**Raw data**:
** START **
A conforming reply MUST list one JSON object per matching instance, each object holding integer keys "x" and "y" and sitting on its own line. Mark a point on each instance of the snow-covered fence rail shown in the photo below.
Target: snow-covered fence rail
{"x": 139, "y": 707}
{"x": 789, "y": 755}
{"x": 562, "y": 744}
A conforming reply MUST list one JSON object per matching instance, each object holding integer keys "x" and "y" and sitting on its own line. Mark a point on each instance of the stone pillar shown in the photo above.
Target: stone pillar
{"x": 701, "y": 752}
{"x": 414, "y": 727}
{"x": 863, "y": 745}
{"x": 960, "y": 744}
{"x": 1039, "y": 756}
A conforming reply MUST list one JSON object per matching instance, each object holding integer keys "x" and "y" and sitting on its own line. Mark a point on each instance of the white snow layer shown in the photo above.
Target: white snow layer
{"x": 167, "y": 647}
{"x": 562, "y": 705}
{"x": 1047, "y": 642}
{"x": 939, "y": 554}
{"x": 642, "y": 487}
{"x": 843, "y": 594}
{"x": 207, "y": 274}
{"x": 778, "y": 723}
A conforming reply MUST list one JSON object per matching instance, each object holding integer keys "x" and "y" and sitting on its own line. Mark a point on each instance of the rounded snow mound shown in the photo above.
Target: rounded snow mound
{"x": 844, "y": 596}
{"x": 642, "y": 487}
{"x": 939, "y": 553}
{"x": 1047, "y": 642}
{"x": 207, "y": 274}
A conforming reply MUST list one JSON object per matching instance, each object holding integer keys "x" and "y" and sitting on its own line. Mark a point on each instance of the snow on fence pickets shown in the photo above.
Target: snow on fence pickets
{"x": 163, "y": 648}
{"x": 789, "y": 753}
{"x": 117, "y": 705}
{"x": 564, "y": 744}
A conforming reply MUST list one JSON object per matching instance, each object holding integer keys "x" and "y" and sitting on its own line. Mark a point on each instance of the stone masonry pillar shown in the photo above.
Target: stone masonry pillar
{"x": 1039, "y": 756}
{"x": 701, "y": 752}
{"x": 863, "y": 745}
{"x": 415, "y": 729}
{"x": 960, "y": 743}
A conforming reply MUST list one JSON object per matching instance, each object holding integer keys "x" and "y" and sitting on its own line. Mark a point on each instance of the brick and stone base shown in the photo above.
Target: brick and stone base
** END **
**Required task**:
Starting with the line containing "masonry pillar shown in the photo above." and continuing through the end of the material, can you write out every line again, requests included, with each coordinate in the answers multiplied by 0.5 and rounded to a whole number, halves rounding up?

**Solution below**:
A conforming reply MUST list one JSON object per matching instance, each object holding integer keys "x" and "y" and sitting on its own line. Mark a point on each instance of the stone masonry pillar shown in the photo above.
Target: stone masonry pillar
{"x": 520, "y": 378}
{"x": 351, "y": 376}
{"x": 432, "y": 373}
{"x": 208, "y": 365}
{"x": 480, "y": 372}
A conforming reply MUST list one JSON object per matching instance, each object holding integer keys "x" and "y" and sitting on its own line. Mark a point on each instance of the brick and stone base shown in the photo above.
Target: brick and stone base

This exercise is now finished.